----- INFORMATION SUPPLIED
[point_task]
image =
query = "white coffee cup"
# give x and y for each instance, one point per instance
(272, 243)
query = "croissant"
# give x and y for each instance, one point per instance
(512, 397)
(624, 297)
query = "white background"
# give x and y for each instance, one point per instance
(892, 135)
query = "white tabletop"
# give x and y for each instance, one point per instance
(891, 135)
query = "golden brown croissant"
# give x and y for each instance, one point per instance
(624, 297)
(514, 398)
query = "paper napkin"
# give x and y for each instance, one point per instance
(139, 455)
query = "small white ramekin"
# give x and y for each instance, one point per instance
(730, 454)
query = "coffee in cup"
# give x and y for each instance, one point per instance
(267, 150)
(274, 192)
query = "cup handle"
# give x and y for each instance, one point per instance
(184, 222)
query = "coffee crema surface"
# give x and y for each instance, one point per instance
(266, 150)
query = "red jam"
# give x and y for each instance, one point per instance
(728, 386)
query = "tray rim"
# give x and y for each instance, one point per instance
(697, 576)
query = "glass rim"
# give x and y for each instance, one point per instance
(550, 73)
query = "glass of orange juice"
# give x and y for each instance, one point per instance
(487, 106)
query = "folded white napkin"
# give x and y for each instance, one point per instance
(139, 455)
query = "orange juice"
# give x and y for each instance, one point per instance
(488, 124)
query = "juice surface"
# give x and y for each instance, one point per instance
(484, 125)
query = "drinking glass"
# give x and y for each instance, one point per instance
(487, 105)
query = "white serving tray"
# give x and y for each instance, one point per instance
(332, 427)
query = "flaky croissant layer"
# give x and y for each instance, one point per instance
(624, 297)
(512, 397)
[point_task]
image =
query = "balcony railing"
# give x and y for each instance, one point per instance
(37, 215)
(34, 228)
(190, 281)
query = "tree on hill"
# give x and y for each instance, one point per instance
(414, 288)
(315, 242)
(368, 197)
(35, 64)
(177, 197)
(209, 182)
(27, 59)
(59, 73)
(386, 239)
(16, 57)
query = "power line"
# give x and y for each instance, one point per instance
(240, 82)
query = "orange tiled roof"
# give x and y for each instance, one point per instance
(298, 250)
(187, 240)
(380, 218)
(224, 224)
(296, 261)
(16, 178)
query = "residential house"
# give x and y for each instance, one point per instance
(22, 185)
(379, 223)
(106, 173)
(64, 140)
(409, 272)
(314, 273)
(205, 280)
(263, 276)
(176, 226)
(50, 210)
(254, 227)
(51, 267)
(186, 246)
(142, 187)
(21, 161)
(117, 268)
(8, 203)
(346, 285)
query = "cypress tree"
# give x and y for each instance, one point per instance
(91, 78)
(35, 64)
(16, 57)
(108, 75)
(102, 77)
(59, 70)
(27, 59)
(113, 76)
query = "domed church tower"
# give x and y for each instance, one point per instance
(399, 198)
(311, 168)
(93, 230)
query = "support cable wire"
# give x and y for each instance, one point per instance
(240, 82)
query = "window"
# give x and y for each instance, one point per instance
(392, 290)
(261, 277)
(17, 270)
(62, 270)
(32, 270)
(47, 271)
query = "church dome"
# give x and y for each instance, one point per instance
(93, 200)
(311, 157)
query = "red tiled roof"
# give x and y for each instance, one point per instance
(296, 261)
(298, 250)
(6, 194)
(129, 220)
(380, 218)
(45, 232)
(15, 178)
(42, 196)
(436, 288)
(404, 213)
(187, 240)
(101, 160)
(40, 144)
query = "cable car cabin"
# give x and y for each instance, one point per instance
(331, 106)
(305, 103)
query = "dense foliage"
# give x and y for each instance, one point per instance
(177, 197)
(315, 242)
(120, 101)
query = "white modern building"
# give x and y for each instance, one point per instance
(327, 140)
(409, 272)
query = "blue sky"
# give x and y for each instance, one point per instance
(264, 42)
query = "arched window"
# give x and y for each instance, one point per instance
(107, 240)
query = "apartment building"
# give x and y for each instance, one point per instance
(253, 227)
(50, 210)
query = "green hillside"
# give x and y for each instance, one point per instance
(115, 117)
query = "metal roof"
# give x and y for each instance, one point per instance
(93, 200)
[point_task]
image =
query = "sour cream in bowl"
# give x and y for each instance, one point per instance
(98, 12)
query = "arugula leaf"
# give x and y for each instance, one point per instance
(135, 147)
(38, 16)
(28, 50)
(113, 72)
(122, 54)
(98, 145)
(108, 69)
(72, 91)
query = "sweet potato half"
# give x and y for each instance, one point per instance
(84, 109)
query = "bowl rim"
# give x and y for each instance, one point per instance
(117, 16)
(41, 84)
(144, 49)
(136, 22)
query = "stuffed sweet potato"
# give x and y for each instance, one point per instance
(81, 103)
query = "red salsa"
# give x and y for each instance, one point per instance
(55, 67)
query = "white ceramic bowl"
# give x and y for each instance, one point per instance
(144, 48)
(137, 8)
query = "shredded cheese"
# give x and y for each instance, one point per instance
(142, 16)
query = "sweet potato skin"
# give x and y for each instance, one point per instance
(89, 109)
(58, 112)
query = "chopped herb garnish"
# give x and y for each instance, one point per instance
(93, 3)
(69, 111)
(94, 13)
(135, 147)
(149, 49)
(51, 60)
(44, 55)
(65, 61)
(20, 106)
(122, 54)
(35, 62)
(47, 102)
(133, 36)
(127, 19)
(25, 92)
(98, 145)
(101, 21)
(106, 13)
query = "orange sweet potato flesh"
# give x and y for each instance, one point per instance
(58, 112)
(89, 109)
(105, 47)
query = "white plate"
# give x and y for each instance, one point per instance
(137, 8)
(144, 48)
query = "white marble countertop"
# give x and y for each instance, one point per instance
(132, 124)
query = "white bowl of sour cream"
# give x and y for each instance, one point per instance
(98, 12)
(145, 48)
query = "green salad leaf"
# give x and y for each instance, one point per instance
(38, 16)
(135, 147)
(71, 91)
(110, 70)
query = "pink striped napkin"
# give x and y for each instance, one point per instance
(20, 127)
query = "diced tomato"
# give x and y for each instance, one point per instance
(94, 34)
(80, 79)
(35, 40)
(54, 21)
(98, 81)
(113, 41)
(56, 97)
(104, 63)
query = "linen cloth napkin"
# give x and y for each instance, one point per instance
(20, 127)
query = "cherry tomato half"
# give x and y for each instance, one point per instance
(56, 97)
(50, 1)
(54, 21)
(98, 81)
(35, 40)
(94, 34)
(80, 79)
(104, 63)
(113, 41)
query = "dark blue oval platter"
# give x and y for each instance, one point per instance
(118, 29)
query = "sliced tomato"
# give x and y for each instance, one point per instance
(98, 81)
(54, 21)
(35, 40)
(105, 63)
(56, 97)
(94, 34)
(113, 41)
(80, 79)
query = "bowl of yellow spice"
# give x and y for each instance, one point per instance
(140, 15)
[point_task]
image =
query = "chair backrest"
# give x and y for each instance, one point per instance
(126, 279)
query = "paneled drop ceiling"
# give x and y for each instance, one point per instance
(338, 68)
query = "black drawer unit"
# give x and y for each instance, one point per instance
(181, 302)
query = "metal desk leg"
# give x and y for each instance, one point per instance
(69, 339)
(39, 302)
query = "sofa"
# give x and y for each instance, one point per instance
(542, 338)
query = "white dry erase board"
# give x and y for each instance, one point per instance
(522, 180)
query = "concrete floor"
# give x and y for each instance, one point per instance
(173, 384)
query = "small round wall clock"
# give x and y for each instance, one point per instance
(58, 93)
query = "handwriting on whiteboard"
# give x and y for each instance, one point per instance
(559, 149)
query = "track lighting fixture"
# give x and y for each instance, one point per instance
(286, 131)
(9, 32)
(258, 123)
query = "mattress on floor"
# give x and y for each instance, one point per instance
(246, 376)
----------
## DIRECTIONS FOR THIS TASK
Collect every line of the records above that contains the string "glass" and copy each one. Case matters.

## SOLUTION TO THE PROBLEM
query = "glass rim"
query = "glass of orange juice"
query = "drinking glass"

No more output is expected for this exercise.